» What needs to be done
The answer must consist solely of the line that contains "Target: flower garland" and all subsequent lines of the data, each reproduced exactly.

» Task input
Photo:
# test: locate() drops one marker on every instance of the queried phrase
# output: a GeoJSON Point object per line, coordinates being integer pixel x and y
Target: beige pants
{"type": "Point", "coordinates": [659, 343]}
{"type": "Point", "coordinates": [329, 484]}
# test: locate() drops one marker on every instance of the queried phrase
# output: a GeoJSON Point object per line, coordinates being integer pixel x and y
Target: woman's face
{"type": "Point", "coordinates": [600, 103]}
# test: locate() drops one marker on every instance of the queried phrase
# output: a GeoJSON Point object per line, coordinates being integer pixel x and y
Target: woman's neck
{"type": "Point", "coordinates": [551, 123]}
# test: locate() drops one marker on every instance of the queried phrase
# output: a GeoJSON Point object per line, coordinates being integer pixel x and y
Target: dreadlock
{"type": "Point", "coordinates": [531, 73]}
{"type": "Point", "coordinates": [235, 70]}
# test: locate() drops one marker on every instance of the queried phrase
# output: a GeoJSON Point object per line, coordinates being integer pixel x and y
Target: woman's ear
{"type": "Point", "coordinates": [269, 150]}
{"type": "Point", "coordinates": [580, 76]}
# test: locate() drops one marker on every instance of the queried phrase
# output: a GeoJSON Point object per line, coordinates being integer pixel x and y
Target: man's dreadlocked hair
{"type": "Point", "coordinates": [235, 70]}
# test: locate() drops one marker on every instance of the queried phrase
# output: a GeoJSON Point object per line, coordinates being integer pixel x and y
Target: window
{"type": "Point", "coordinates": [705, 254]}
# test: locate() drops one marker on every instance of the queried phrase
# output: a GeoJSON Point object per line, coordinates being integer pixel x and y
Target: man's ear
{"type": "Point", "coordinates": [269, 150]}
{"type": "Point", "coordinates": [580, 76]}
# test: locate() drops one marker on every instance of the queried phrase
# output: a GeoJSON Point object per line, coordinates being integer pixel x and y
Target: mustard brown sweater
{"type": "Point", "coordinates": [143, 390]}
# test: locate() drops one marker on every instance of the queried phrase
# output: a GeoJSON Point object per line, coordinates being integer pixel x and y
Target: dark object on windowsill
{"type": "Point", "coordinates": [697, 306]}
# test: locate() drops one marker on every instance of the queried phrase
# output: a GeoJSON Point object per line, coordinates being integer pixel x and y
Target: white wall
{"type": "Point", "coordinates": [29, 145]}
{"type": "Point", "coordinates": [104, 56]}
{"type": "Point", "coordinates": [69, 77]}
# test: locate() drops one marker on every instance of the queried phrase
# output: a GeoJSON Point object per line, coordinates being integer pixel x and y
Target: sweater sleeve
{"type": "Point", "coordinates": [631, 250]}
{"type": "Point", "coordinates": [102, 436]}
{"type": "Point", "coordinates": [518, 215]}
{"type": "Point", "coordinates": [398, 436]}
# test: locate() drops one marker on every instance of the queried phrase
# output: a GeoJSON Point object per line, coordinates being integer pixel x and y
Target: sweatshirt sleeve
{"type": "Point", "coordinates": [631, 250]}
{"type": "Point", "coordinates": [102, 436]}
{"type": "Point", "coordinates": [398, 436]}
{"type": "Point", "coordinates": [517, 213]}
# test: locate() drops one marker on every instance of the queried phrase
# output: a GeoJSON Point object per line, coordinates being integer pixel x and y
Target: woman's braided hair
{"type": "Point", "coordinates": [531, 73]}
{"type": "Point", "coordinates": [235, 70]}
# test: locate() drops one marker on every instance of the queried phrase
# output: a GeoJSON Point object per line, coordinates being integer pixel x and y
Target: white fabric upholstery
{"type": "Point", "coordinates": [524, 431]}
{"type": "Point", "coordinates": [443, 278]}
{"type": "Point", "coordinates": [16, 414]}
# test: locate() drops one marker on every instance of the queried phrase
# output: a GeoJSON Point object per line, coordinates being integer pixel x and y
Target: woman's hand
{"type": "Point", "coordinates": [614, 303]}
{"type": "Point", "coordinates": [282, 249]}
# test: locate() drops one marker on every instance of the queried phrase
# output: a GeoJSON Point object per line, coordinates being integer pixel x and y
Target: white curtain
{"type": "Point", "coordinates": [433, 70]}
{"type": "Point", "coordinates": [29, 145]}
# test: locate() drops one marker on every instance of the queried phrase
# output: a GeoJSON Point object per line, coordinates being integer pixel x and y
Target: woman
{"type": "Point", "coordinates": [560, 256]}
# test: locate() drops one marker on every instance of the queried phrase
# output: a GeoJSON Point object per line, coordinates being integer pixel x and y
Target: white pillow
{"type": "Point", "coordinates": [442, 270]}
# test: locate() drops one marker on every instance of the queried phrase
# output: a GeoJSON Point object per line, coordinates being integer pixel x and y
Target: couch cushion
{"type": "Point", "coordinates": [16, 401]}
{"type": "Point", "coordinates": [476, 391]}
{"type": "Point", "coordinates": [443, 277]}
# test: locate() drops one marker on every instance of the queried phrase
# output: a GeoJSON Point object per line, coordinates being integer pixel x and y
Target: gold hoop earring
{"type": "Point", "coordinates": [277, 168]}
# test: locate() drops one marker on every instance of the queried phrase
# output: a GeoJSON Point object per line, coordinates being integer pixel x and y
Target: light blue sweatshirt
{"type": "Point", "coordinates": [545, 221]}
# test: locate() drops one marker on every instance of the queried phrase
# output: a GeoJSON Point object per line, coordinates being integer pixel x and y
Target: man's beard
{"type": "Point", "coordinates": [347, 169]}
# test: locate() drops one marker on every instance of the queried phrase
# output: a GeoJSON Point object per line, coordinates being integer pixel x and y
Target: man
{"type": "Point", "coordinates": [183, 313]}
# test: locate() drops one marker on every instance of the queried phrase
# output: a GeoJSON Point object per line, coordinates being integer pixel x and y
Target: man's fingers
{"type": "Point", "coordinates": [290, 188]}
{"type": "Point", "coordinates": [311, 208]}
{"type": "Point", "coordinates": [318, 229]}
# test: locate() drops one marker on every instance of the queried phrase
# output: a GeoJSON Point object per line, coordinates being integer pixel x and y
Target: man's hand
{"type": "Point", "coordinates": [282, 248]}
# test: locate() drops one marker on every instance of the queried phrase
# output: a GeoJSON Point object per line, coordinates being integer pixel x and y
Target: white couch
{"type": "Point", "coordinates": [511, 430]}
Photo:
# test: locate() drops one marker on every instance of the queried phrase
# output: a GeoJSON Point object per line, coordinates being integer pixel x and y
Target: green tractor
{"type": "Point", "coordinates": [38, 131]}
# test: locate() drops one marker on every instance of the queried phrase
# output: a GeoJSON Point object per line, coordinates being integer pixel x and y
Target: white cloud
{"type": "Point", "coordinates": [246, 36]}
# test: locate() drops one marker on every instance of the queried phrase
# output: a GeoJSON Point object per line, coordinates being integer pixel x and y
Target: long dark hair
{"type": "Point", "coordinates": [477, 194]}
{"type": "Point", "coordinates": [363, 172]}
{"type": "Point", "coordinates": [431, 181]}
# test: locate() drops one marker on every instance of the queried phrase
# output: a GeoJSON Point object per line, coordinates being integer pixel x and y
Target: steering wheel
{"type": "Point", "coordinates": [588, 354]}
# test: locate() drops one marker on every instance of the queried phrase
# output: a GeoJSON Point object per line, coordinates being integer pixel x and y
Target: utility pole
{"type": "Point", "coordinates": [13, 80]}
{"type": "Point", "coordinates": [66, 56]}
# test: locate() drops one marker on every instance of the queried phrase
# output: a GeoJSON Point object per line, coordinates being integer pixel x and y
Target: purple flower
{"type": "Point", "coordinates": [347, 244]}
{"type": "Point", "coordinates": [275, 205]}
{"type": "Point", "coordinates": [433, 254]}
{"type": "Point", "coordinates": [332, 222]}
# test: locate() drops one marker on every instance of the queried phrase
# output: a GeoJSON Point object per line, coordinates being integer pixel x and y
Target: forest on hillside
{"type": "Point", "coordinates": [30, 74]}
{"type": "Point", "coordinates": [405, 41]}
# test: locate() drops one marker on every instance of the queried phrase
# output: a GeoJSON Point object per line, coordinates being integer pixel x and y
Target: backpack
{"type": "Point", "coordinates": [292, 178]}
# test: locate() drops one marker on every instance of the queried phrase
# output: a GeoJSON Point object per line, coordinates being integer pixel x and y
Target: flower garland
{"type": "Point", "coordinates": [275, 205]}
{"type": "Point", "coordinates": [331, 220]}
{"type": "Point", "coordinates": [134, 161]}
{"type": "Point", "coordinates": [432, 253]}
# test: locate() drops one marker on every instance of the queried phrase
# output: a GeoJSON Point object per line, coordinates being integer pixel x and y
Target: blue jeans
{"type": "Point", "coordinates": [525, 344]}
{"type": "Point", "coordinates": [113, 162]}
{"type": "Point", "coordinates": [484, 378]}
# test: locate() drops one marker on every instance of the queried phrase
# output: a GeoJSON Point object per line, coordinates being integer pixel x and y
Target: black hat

» Reply to the task
Target: flower garland
{"type": "Point", "coordinates": [275, 205]}
{"type": "Point", "coordinates": [331, 220]}
{"type": "Point", "coordinates": [134, 161]}
{"type": "Point", "coordinates": [432, 253]}
# test: locate() drops one marker on every instance of the queried phrase
# output: a GeoJSON Point object per line, coordinates being integer pixel x and y
Target: blue jeans
{"type": "Point", "coordinates": [525, 344]}
{"type": "Point", "coordinates": [113, 162]}
{"type": "Point", "coordinates": [484, 378]}
# test: locate() drops one marker on every instance of the queried phrase
# output: a GeoJSON Point object per line, coordinates being integer pixel x and y
Target: black hat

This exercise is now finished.